**PROBLEM DETAILS**
Give the records again word for word. Leave every picture out.

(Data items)
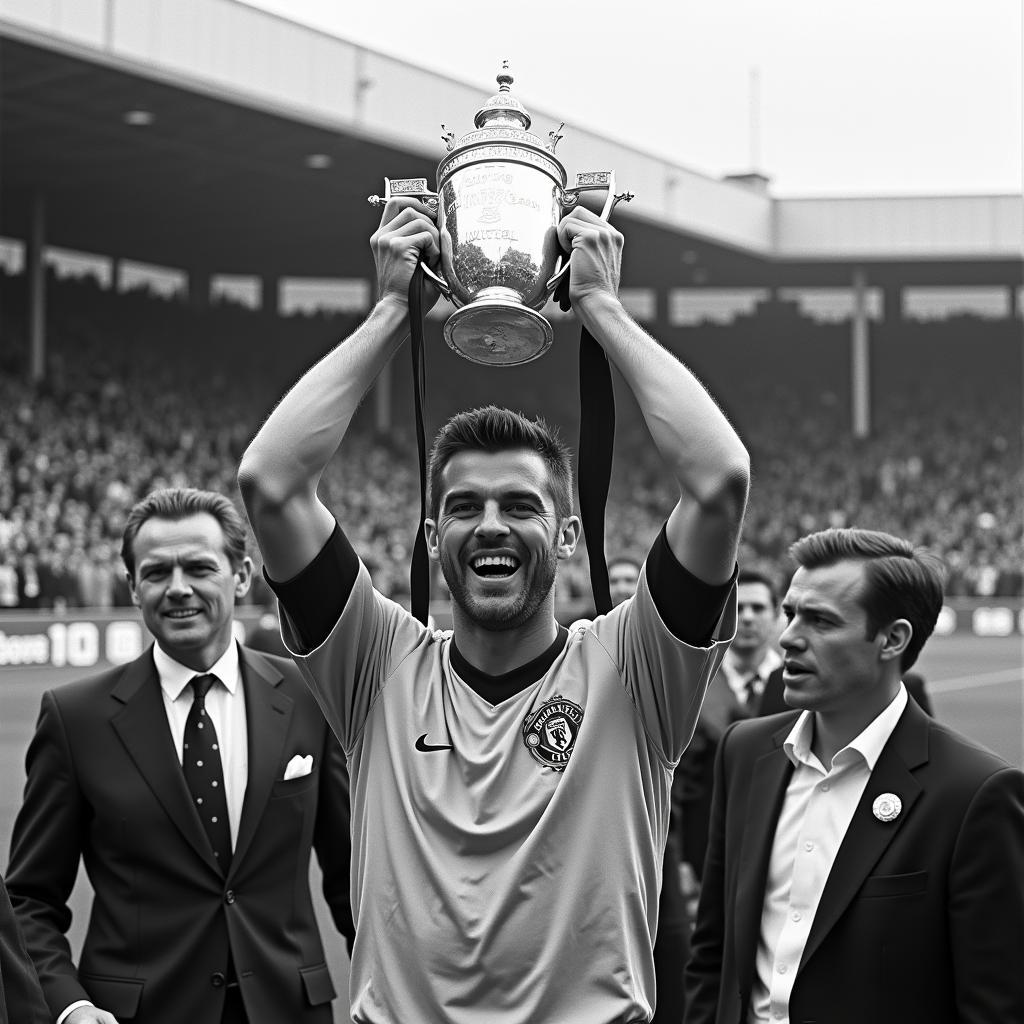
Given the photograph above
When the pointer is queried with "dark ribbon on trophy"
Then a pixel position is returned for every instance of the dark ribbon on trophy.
(597, 436)
(597, 433)
(419, 573)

**RESULT OF THIS EXERCISE**
Given the photograph above
When the pointer is queried with "dark ribbon on trophy"
Then a pixel position is returned for every instance of the dark ribbon on trophy.
(597, 436)
(597, 433)
(419, 573)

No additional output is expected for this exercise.